(Extracted data entries)

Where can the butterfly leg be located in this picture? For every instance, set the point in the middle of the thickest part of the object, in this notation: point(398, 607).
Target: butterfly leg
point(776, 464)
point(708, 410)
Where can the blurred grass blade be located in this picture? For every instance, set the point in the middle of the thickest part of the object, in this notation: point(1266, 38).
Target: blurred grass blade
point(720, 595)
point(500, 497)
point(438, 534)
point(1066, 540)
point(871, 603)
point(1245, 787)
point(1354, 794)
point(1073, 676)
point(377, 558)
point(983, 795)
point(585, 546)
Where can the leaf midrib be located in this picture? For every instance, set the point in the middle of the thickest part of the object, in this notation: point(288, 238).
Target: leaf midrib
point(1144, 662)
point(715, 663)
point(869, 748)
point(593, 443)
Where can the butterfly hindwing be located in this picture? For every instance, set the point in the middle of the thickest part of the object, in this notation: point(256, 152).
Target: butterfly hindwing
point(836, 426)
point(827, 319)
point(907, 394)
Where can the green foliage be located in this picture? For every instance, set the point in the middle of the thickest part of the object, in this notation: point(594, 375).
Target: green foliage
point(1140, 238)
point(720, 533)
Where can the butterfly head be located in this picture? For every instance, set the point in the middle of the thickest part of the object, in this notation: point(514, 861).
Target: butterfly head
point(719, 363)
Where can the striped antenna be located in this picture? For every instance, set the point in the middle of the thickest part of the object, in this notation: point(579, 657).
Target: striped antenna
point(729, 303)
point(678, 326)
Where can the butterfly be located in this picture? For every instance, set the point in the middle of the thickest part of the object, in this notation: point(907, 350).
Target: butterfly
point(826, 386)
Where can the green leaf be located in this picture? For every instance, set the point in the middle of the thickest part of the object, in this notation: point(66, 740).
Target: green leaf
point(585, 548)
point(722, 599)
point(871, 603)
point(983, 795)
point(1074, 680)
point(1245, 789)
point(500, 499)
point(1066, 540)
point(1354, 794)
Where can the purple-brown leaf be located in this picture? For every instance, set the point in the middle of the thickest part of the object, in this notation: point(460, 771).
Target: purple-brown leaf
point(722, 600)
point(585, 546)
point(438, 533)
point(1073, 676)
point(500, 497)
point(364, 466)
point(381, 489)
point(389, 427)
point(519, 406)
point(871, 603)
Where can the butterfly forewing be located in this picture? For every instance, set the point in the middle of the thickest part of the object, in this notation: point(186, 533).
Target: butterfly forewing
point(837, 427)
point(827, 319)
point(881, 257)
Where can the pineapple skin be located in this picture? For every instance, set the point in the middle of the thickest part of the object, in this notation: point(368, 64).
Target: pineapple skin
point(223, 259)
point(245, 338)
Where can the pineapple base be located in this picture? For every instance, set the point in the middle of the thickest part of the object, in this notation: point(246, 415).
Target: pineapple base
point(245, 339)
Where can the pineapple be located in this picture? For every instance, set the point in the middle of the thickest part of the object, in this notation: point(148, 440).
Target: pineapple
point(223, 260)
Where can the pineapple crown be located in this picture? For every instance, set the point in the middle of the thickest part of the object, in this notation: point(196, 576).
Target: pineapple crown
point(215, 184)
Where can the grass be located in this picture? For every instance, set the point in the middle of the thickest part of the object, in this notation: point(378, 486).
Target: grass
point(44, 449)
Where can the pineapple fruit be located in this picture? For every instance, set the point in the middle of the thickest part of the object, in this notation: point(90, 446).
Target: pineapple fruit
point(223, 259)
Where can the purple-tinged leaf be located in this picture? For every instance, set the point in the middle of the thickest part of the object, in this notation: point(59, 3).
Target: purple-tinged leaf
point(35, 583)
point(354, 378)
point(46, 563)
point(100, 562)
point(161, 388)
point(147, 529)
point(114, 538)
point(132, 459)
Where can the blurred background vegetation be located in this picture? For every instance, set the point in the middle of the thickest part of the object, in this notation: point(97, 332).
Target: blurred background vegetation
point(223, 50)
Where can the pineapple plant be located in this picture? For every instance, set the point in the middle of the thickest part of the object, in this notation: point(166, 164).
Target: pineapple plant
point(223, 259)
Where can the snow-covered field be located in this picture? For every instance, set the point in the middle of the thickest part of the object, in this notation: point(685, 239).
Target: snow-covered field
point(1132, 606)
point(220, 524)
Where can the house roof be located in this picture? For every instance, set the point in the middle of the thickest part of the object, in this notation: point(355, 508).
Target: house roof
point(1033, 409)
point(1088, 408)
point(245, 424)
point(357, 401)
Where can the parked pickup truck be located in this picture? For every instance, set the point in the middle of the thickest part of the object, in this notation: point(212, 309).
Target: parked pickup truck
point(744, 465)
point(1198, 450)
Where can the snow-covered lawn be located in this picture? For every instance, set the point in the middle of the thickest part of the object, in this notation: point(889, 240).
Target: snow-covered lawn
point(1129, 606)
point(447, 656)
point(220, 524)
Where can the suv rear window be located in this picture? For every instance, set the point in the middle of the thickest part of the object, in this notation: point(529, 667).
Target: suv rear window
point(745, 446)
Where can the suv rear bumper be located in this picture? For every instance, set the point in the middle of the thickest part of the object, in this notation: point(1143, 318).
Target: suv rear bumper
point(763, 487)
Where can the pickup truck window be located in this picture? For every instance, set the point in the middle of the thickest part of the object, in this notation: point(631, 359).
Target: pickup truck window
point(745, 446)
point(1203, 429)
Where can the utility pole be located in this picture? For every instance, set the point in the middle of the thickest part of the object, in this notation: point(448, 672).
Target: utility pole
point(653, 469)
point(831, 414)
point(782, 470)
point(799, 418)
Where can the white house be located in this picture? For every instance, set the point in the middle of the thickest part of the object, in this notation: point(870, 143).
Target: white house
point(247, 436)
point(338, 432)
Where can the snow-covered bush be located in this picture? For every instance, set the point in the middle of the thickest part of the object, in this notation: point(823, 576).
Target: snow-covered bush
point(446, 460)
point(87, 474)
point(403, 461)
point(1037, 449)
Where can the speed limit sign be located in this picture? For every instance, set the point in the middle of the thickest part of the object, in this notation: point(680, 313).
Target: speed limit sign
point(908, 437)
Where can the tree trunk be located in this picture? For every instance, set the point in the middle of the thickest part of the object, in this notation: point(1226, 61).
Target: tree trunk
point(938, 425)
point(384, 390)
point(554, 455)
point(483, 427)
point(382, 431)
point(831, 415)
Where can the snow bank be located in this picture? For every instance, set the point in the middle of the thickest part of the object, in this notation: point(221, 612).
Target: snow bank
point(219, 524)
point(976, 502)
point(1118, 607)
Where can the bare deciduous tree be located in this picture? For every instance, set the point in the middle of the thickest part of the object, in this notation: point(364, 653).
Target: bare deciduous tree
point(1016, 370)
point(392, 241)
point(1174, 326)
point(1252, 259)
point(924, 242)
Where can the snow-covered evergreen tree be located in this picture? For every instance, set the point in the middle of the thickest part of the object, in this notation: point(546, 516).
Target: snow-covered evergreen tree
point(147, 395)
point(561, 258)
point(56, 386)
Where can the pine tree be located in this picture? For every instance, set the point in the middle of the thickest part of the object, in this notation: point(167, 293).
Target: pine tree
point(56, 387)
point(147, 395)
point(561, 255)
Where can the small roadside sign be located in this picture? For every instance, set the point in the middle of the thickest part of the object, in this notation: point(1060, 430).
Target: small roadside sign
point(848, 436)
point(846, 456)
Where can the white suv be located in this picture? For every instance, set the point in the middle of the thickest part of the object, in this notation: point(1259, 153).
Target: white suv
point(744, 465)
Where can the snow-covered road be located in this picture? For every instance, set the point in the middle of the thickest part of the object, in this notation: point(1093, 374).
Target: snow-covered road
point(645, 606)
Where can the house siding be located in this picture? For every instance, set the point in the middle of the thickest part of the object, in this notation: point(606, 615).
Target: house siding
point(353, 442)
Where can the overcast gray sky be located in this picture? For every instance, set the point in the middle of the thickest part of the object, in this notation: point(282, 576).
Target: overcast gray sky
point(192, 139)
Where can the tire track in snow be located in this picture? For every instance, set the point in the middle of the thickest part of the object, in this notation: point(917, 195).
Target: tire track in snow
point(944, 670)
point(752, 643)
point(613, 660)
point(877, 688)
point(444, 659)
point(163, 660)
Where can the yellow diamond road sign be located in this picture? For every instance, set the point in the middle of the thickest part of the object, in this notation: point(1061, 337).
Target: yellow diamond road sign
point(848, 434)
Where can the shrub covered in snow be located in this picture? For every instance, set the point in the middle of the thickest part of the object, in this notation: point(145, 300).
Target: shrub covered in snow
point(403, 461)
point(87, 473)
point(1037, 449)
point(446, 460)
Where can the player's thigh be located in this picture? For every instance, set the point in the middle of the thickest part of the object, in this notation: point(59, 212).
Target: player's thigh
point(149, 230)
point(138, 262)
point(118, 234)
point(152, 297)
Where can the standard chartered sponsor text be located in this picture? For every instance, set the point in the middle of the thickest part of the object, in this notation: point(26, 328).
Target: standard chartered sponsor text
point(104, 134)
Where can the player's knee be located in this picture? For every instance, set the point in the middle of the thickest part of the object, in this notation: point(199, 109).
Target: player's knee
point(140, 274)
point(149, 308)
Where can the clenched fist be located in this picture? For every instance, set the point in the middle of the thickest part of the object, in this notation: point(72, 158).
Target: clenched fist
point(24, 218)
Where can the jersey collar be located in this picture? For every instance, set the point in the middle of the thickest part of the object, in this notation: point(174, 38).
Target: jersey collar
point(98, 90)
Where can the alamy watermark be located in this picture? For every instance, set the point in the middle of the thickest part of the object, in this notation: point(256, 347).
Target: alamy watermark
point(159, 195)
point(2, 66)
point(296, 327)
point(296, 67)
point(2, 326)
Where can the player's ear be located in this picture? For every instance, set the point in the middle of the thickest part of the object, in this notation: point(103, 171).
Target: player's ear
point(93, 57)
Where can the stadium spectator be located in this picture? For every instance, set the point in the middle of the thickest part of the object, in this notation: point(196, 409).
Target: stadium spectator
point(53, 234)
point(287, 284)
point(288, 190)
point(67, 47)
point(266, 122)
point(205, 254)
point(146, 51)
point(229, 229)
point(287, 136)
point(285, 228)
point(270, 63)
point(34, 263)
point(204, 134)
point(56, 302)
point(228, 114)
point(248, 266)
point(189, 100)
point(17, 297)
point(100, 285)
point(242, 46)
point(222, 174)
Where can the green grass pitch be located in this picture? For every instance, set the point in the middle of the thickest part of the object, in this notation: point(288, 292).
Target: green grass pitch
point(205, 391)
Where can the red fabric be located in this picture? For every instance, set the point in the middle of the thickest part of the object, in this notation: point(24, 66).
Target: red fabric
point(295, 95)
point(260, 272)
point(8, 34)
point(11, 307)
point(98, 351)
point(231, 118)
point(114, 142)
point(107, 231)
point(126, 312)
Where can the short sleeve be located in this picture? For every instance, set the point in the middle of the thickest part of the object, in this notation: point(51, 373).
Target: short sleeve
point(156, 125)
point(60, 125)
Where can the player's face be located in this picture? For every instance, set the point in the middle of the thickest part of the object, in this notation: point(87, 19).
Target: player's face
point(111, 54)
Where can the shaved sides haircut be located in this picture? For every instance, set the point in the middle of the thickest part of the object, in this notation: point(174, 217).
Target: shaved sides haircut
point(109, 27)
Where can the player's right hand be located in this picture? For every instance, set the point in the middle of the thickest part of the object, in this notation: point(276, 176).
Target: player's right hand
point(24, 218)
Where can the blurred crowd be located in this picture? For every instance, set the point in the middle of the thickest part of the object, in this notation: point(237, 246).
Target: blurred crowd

▸ **Requirements**
Copy out the data from the line with "Where can the butterfly forewing" to the line with "point(132, 459)", keeping every line, and shift each answer point by adding 84 to both of its coordinates. Leave the sample points inside the requests unchanged.

▸ **The response**
Where can the butterfly forewing be located in this picture? For every instance, set the point in the middle of the thickest part of the object, in this notation: point(186, 533).
Target: butterfly forewing
point(921, 511)
point(911, 403)
point(965, 341)
Where can the pineapple skin be located in this picture? For every instance, set the point in the middle of the thickest part of the object, in this notation: point(368, 64).
Target: pineapple skin
point(307, 343)
point(329, 422)
Where can the pineapple base be located in this picture? For every instance, set the point in the middle of the thickest part of the object, in this notation: point(246, 415).
Target: pineapple base
point(329, 423)
Where can the pineapple be located in this picture? For every instance, set the point in the middle of the thickest part of the object, in this notation: point(148, 440).
Target: pineapple
point(307, 344)
Where can the pineapple crown be located in this picture? For every instance, set the point in the middle of the thickest part of the object, in this notation: point(196, 576).
Target: pineapple crown
point(299, 268)
Where can the grass be located in this picture? For every instance, set the point in the middle of the thickest part of the object, in this notation: point(378, 486).
Target: grass
point(128, 533)
Where can the pineapple fruit be located in this picture? For every instance, set the point in the middle of the thickest part of the object, in this notation: point(90, 446).
Target: pineapple fruit
point(307, 343)
Where can the purple-tinged leaf be located in this picture? For every instance, set the point in the middle of the thickest part of the object, in this notation: point(59, 3).
Target: purple-tinged leaf
point(119, 667)
point(438, 462)
point(130, 647)
point(184, 646)
point(245, 472)
point(231, 613)
point(198, 622)
point(216, 543)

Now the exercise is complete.